Records for processing:
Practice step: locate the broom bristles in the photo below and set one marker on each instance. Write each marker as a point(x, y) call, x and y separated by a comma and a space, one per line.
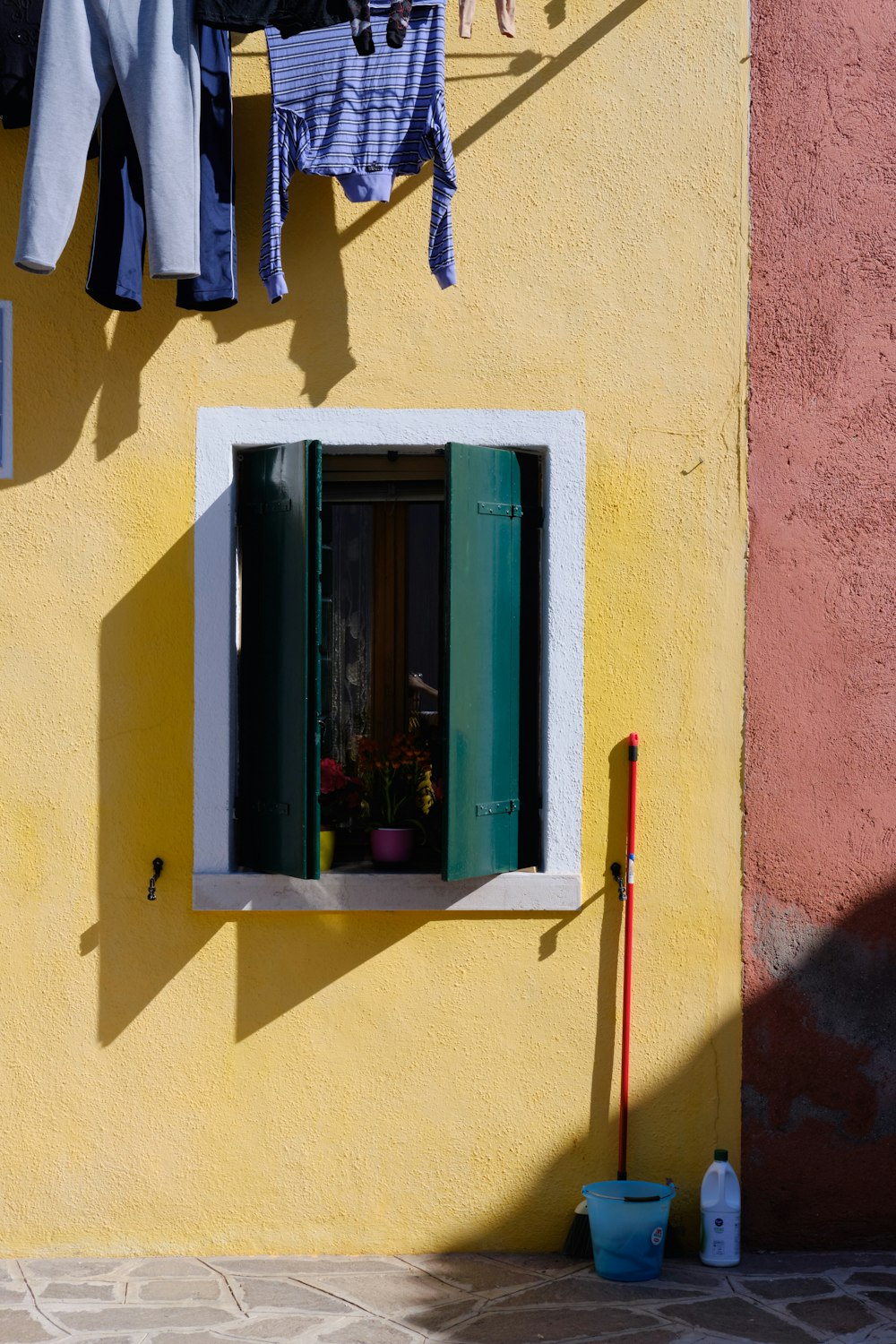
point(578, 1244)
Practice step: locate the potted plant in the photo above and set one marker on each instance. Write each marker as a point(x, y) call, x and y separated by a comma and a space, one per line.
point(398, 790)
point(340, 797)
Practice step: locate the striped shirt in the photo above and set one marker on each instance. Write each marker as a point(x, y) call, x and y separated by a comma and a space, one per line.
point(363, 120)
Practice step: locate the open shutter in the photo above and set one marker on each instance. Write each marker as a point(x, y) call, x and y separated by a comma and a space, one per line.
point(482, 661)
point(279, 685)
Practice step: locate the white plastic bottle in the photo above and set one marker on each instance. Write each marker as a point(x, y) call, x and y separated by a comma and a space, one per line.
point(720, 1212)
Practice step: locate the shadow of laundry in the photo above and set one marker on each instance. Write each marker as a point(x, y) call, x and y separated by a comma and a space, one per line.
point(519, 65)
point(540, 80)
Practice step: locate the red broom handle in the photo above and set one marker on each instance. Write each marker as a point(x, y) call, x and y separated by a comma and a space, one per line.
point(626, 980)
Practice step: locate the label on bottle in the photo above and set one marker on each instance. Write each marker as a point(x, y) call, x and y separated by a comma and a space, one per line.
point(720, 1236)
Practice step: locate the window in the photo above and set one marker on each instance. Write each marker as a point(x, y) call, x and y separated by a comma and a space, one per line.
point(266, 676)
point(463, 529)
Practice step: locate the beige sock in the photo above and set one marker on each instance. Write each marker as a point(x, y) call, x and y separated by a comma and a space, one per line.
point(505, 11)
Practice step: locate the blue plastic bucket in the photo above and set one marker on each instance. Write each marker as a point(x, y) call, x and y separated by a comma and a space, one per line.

What the exercise asks: Rewrite all of the lines above with every "marker" changed to "pin" and nothing else altered. Omit the pictures from your version.

Solution for this exercise:
Practice step: locate the broom bristles in the photo below and set one pin on each instance. Write each pin as a point(x, y) call, x and y separated by a comma and a space, one per line.
point(578, 1244)
Practice step: locate the potted plant in the photo above and set one pin on each instance. Write each pin as a point(x, y) call, x and y separated by a comma and a space, one per line.
point(398, 790)
point(340, 797)
Practice step: locate the striped shirt in the photo above and set one pin on each instance. Write each pin as a point(x, y) call, x and y separated by a comma and a space, one per line.
point(363, 120)
Practice step: locate the open shutter in the photo above and set one pin on each instance. Write each pin as a point(x, y) call, x and y separated by a comma and a space, one per line.
point(482, 661)
point(279, 685)
Practice step: locate the white plastic bottle in the photo above and set one pin on each instance. Write each pin as a point(x, y) call, x and y separated by a comma and a space, one per line.
point(720, 1212)
Practice step: locate the shadow of laundry in the photo above and set one pin on each instance. Write each pin as a point(x, y) call, x and y separated by a comma and a space, one per line.
point(519, 65)
point(540, 80)
Practice step: locate the red broom handle in the photo above and set one pin on each instance. Write each pin as a point(x, y) call, x and y separated by a comma and a space, one per line.
point(626, 980)
Practice step: locate the label on bottle in the photo above and set one pin on each instance. Write each pin as a point(x, y) call, x and y separated by a comma and a space, one per line.
point(720, 1236)
Practice step: locate the window in the photo above and set one pin on each instance. Write each pin as a point(x, y) call, x and y separated by a comma and a space, one per line.
point(266, 676)
point(463, 529)
Practice step: locate the beige sock in the photo above and set one pin on each instance. Write each pin as a point(x, y) call, x and y separated by a comma and a space, one per line.
point(505, 11)
Practice step: locate the blue plastic bucket in the photo above and set one pin on each instance. Write each pin as a point(x, y) call, x and y separated by a comma and a space, one per line.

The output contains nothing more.